__Exercise goal__. Could you output every item below word for word, leaving out any pictures?

__Data provided__.
━━━━━━

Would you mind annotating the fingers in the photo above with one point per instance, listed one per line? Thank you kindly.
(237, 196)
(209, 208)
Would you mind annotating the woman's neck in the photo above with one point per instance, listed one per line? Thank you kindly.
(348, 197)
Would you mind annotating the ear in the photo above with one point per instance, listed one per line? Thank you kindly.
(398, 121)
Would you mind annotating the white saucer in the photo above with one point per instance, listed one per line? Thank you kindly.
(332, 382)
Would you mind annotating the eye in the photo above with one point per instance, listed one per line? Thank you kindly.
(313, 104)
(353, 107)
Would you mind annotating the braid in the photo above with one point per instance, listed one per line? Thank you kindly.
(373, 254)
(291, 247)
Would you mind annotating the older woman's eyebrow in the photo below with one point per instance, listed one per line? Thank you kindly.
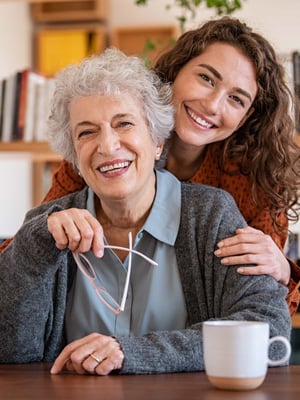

━━━━━━

__Answer to this problem__.
Would you mind annotating the fingers in the photo above with one point per instance, listed one per line? Thank you kindly.
(237, 196)
(209, 208)
Would you mind annotating the woman's neck in the photo above with one point per instance, listed one per line? Thank you kindly.
(348, 197)
Would you mind annotating the ear in the photo above with one point per instance, listed one per line? Thank you kindly.
(398, 121)
Would you mind annotating the white saucer in the photo above with one point per instance, listed one per line? Thank you kindly.
(332, 382)
Would you mind annotating the eye in the photo above with one point per instance, listed one per line? Thank you kindly.
(313, 104)
(353, 107)
Would you mind annotating the braid in the photo above with one point per instance, listed one per line? Thank you kindly.
(373, 254)
(291, 247)
Would you mind annotating the older woman's eyebrow in the photo below with one point per instance, listed one per line? Thank you kindly.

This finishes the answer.